Work required: Copy out every line below that contains the word "Target", and leave each one unchanged.

···

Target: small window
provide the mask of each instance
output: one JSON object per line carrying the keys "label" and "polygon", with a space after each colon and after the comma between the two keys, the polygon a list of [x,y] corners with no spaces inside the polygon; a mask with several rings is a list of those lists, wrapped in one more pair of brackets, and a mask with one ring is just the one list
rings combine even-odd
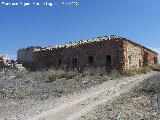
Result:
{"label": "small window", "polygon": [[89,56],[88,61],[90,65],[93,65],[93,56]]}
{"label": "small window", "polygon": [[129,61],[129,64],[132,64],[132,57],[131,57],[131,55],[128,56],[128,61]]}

···

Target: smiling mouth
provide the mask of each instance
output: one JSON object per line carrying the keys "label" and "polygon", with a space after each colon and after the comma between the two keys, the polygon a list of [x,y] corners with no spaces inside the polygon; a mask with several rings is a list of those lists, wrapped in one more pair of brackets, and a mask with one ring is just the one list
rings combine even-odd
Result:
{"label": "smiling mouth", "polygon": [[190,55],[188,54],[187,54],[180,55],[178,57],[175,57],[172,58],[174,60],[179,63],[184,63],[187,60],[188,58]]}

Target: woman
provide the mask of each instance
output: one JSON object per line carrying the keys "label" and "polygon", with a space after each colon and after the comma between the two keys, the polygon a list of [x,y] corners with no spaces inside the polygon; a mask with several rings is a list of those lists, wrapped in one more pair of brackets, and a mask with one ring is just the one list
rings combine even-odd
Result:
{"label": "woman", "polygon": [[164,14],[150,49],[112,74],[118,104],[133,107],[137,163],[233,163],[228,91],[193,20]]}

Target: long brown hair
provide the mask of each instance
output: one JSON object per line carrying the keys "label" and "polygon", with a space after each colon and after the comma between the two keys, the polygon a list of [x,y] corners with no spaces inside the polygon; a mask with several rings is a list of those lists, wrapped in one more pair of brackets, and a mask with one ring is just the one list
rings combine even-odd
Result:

···

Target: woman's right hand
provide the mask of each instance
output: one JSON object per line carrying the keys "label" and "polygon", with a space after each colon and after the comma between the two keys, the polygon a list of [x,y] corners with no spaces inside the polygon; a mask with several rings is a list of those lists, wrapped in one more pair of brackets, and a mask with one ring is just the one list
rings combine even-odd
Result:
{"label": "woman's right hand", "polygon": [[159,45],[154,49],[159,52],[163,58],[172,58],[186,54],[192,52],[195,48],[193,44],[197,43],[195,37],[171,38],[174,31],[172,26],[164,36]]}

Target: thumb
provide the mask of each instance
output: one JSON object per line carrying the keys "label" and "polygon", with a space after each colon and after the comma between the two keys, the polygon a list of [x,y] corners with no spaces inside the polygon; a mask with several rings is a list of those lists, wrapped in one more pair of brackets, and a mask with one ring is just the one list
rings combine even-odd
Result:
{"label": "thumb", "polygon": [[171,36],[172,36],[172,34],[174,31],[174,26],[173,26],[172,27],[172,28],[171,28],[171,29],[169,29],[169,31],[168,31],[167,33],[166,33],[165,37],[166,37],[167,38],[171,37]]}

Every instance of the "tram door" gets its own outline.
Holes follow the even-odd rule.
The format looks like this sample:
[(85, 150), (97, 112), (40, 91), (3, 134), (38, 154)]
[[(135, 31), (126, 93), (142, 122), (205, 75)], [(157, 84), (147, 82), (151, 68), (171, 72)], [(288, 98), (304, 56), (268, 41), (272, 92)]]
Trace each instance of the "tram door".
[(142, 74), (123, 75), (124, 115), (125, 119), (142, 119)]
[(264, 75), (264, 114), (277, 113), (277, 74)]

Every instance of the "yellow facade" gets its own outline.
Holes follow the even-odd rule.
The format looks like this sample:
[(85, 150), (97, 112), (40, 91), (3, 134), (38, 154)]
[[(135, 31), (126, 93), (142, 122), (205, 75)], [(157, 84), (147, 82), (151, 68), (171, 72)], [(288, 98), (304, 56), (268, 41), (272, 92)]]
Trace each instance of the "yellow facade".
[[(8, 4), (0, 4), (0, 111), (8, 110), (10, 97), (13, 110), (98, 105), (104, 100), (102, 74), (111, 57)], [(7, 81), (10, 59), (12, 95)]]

···

Reply to the exercise:
Target: small window
Target: smiling mouth
Target: woman
Target: long brown hair
Target: woman's right hand
Target: thumb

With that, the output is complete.